**PASSAGE:**
TAG WITH ON-CHIP COMMAND INTERPRETER

Description

CROSS-REFERENCE TO RELATED APPLICATION

This application claims priority to European Patent Application No. 24158446.5, filed on Feb. 19, 2024. The entire disclosure of European Patent Application No. 24158446.5 is incorporated herein by this reference.

FIELD

A system that comprises a reader and a tag and an IoT device to enable exchange of data and/or energy between the reader and the IoT device using a wireless interface between the reader and the tag and a wired interface between the tag and the IoT device.

BACKGROUND

Patent EP 3 160 165 B1 discloses a mobile phone with a Near Field Communication (NFC) functionality that acts as reader to communicate with a passive tag. NFC technology has been developed by an industry consortium under the name of NFC Forum (http://www.nfc-forum.ofg) and derives from RFID technology. NFC components may operate in a “Reader” mode, a “Card Emulation” mode and a “Device” mode as standardized in ISO 18.092. An NFC component emits via its Near Field Communication contactless interface magnetic fields, sends data by modulating the amplitude of the magnetic field, and receives data by load modulation and inductive coupling.

With the introduction of dynamic NFC Tags a few years ago, a high demand for different applications in the “Internet of Things” (IOT) field arose. Such NFC-based IoT applications are for example reading data from sensors or energy harvesting (e.g. NFC Tag converts inducted energy into an electrical current to supply or wirelessly charge other devices) or authentication or theft-protection and many applications more.

**RECORD LIST:**
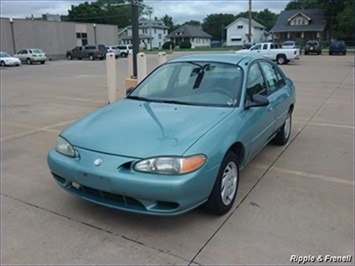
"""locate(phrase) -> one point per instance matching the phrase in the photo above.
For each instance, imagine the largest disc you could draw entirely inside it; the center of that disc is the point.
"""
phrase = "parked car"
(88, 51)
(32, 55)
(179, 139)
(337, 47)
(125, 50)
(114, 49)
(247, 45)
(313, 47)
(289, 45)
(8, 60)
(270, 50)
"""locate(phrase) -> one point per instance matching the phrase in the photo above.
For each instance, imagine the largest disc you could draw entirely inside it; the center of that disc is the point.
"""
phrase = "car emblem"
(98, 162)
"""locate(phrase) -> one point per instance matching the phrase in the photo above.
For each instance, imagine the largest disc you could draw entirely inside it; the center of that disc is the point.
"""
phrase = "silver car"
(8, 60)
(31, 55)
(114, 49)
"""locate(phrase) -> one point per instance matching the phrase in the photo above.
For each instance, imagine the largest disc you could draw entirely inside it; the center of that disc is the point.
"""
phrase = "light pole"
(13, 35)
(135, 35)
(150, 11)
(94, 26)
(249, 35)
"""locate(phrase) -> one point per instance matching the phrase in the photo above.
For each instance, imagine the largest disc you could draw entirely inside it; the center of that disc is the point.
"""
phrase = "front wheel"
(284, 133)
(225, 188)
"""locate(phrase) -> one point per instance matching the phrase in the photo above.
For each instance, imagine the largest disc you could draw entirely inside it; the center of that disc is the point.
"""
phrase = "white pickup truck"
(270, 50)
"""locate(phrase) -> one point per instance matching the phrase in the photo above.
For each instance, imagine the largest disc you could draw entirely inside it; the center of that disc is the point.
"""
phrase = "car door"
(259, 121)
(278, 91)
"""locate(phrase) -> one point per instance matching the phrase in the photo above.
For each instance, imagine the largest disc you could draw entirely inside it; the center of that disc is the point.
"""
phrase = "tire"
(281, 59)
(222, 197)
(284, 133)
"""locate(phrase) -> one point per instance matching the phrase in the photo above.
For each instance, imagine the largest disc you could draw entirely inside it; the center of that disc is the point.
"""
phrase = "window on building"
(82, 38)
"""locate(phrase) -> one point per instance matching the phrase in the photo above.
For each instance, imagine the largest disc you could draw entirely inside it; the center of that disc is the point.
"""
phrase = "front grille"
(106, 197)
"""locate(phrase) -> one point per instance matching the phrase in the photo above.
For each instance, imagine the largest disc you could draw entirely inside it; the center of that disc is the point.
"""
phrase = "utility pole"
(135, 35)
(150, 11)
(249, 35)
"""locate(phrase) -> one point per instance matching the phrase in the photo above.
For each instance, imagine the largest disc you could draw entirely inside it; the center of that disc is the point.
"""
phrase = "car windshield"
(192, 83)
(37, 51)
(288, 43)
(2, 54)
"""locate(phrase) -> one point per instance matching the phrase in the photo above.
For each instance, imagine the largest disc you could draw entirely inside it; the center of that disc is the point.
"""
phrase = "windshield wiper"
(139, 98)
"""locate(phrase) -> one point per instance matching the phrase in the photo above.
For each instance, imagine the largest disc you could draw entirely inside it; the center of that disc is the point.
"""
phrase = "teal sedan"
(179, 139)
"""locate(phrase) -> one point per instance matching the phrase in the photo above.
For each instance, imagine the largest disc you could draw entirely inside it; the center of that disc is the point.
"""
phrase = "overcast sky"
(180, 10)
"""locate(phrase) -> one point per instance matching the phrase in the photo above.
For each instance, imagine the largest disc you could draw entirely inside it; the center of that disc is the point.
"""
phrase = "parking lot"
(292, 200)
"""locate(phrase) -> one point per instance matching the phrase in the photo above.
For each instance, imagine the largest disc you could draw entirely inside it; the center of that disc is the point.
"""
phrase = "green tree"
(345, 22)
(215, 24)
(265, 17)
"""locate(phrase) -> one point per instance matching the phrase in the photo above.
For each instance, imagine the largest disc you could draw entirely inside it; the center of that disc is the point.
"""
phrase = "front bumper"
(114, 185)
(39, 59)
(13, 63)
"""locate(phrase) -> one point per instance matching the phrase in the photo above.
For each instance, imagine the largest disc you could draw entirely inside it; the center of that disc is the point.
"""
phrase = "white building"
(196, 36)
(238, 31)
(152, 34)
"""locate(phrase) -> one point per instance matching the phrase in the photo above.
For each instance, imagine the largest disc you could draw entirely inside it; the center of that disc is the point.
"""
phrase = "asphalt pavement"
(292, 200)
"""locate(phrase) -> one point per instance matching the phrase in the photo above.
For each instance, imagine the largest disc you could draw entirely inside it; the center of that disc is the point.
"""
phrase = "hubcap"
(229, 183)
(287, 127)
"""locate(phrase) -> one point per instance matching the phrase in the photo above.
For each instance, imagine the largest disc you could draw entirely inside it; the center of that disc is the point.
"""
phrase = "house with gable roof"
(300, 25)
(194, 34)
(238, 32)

**PROBLEMS AND TASKS:**
[a] Reproduce from the patent excerpt, word for word, the portion starting at "CROSS-REFERENCE TO RELATED" and ending at "the IoT device.".
[b] According to the patent excerpt, which standard defines the "Reader," "Card Emulation," and "Device" modes of NFC components?
[c] Using the patent excerpt, explain in one to three sentences what caused the high demand for different applications in the Internet of Things field.
The listing above is not needed for anything asked here.

**OUTPUTS:**
[a]
CROSS-REFERENCE TO RELATED APPLICATION

This application claims priority to European Patent Application No. 24158446.5, filed on Feb. 19, 2024. The entire disclosure of European Patent Application No. 24158446.5 is incorporated herein by this reference.

FIELD

A system that comprises a reader and a tag and an IoT device to enable exchange of data and/or energy between the reader and the IoT device using a wireless interface between the reader and the tag and a wired interface between the tag and the IoT device.

[b] ISO 18.092.

[c] The high demand arose from the introduction of dynamic NFC tags a few years ago. Their arrival prompted NFC-based IoT applications such as reading data from sensors, energy harvesting, authentication, and theft protection.